Direction
How many lines in the material below contain the word "veneer"? Case matters. Reply with the number alone.
───
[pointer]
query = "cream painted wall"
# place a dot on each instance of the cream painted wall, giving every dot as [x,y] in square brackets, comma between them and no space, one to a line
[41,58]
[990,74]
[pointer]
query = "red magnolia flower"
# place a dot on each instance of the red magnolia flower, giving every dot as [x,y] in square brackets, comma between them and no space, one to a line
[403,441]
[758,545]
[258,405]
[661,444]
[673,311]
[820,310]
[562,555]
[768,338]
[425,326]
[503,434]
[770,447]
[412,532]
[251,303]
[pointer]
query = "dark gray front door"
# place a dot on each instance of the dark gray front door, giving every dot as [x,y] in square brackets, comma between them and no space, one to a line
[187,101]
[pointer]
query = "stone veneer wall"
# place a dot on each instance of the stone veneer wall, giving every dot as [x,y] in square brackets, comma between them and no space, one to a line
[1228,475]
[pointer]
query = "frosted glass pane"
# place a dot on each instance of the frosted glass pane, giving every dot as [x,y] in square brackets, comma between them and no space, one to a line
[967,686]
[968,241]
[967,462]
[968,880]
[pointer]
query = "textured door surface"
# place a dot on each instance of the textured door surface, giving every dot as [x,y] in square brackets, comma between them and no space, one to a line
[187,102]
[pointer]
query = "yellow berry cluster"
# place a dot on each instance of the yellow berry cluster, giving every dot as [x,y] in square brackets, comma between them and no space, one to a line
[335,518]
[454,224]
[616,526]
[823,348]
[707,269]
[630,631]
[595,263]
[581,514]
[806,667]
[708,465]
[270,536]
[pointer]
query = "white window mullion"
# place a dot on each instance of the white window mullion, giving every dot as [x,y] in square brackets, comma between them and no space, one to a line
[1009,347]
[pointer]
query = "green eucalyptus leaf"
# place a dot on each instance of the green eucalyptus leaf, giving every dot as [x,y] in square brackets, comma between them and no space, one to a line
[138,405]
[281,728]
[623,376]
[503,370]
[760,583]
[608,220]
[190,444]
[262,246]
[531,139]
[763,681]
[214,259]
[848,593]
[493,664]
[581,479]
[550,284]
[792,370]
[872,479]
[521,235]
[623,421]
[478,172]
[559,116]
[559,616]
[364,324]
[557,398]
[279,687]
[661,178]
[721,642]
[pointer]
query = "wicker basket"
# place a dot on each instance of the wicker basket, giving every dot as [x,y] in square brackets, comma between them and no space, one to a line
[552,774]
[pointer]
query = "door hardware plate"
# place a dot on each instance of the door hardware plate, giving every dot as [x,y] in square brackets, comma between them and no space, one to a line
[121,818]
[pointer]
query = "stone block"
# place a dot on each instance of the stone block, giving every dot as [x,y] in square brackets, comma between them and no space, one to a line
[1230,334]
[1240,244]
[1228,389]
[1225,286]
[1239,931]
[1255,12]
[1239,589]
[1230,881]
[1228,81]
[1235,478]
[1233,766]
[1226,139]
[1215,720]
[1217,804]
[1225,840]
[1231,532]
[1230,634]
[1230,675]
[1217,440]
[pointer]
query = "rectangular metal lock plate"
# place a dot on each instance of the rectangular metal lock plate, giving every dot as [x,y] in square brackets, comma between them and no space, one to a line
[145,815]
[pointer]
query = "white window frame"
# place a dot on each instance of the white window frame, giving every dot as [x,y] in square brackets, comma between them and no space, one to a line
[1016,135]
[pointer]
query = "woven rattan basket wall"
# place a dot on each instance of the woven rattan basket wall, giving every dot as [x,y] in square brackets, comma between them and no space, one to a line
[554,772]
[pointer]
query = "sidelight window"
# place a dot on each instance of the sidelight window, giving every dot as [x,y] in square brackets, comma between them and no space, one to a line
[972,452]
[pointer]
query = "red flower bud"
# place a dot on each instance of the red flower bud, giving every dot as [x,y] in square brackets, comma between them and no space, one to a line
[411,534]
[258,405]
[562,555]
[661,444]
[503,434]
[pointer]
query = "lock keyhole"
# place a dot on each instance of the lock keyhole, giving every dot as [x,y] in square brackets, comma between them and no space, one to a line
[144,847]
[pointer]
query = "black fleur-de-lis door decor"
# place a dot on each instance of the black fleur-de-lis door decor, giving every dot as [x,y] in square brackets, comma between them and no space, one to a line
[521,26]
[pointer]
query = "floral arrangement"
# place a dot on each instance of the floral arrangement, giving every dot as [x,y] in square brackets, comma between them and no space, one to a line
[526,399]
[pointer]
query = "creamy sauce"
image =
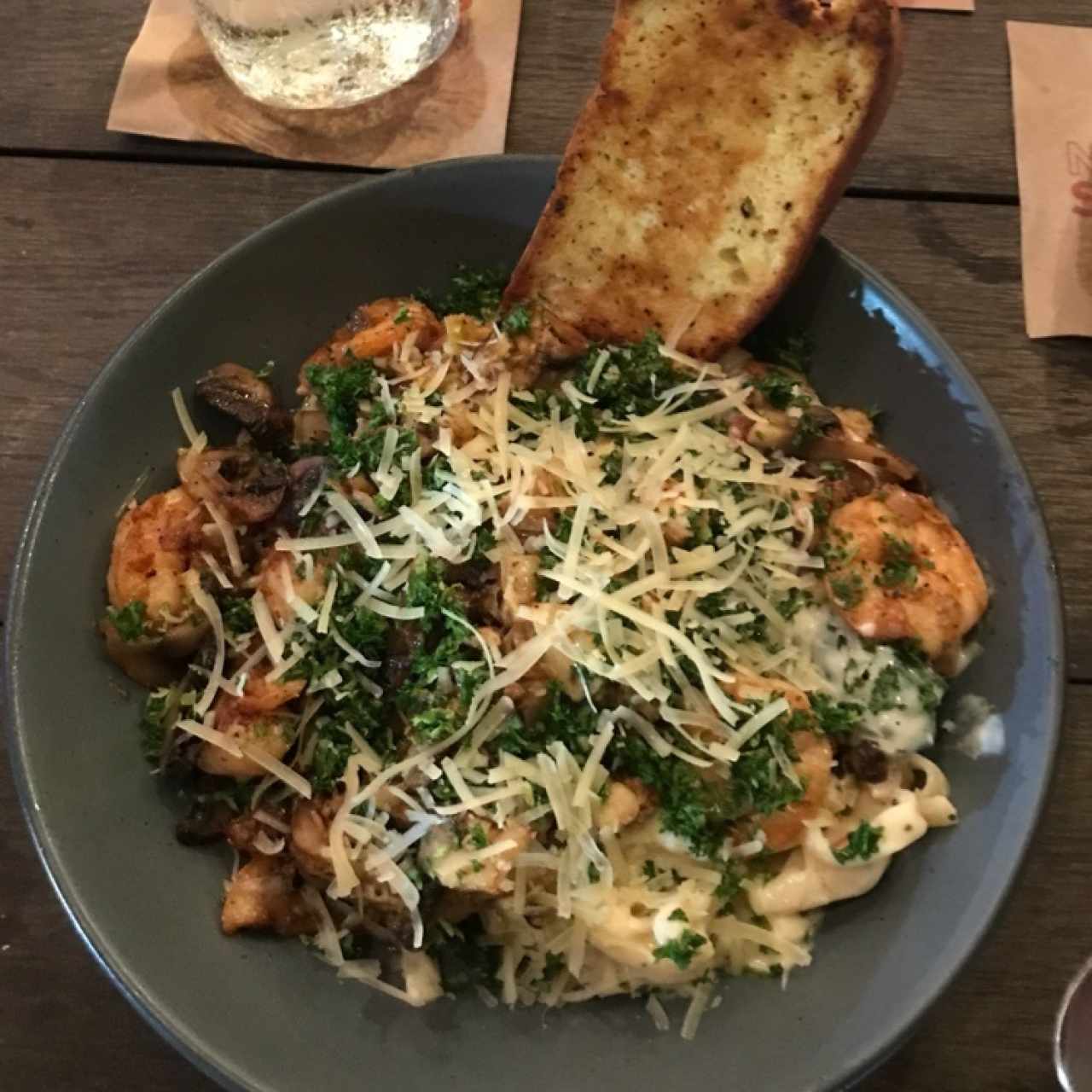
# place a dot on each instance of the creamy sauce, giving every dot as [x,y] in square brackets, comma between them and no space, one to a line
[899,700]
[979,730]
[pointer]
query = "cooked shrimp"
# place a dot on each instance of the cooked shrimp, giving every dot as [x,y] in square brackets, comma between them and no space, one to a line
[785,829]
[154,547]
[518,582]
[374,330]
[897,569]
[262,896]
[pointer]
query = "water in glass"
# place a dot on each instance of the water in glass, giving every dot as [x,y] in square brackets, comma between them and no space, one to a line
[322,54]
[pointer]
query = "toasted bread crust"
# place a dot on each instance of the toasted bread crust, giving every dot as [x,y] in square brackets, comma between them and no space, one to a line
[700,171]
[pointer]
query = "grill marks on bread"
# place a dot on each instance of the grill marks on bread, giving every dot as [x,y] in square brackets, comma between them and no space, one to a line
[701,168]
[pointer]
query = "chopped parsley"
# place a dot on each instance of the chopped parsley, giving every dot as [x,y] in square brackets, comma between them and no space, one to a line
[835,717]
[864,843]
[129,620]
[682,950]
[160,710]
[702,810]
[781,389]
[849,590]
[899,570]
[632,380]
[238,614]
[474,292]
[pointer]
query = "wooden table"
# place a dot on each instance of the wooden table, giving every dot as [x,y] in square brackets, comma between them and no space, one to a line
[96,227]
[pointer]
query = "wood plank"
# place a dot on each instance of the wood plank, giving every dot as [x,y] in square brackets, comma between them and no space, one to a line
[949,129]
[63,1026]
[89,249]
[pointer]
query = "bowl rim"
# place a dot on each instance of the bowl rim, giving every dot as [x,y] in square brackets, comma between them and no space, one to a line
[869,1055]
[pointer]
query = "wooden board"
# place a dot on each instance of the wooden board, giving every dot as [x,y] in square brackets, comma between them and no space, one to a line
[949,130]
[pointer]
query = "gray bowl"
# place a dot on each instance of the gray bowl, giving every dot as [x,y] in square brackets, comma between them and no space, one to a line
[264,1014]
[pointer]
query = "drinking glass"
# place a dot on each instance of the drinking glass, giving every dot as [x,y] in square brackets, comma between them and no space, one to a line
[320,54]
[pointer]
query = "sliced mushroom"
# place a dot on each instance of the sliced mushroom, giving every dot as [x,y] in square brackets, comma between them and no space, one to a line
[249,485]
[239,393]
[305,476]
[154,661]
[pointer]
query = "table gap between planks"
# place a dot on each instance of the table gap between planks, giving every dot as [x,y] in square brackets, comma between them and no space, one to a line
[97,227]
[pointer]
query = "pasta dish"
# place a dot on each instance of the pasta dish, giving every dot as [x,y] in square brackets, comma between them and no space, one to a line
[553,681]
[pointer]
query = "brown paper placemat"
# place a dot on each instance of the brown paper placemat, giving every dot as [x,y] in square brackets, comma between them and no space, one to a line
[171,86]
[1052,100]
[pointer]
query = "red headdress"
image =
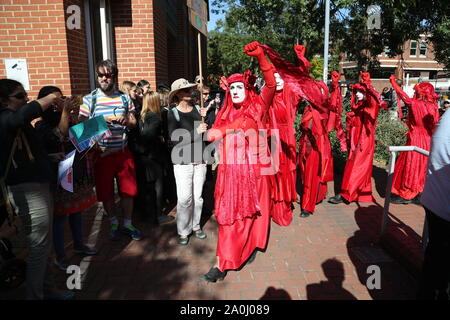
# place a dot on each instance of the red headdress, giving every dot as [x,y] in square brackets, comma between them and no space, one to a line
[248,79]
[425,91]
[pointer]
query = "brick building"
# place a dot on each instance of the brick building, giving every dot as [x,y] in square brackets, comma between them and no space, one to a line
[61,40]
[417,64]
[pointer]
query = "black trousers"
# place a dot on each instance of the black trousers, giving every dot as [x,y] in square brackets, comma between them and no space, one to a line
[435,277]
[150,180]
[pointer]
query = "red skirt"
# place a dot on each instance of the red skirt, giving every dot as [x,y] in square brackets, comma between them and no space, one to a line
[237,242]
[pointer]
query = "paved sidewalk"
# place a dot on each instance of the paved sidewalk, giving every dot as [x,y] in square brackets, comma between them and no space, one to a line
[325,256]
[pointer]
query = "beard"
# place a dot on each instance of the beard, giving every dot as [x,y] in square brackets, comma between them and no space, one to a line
───
Result for this task
2